**Exercise details:**
Could you reproduce the memory research passage below word for word, everything from "Though different types" down to "the long term."?

**Text passage:**
-.-.-

The paper reviews a growing body of scientific literature on memory reconsolidation, a relatively new (and, in humans, still somewhat contentious) concept in which old information is called to mind, modified with the help of drugs or behavioral interventions, and then re-stored with new information incorporated—like a piece of metal that’s been melted down, remolded, and left to harden into a different shape.
Though different types of memories are solidified in different ways—the fear-driven memory of driving over a bomb, for example, will make its way through the brain differently than a mundane memory of yesterday’s breakfast—there are general neurological processes that all memories follow.
“In memory research, we talk about three parts,” explains Ken Paller, director of the cognitive neuroscience program at Northwestern University. “The first part is the acquisition or coding of a memory,” in which our brains process the information our senses are sending, “and the last part is retrieving a memory. And in between, we talk about consolidation,” the process by which sensory information—a sight, a taste—solidifies into fully-formed memories to be stored for the long term.
Typically, the more often memories are recalled, the stronger they become. “If you’re trying to memorize something in a book, you sit there and repeat it over and over,” explains Wendy Suzuki, a researcher at New York University’s Center for Neural Science. “That’s also an example of how things get consolidated. You repeat [them] over and over.”

-.-.-

(Natural-language object grounding data)
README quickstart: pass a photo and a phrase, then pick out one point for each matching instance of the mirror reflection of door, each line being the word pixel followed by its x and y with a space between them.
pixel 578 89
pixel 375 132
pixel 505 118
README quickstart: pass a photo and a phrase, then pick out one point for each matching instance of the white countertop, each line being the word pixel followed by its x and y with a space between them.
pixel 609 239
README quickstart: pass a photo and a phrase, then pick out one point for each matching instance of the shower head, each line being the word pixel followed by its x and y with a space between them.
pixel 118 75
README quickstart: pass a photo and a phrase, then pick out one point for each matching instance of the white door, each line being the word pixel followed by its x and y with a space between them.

-.-.-

**Solution below:**
Though different types of memories are solidified in different ways—the fear-driven memory of driving over a bomb, for example, will make its way through the brain differently than a mundane memory of yesterday’s breakfast—there are general neurological processes that all memories follow.
“In memory research, we talk about three parts,” explains Ken Paller, director of the cognitive neuroscience program at Northwestern University. “The first part is the acquisition or coding of a memory,” in which our brains process the information our senses are sending, “and the last part is retrieving a memory. And in between, we talk about consolidation,” the process by which sensory information—a sight, a taste—solidifies into fully-formed memories to be stored for the long term.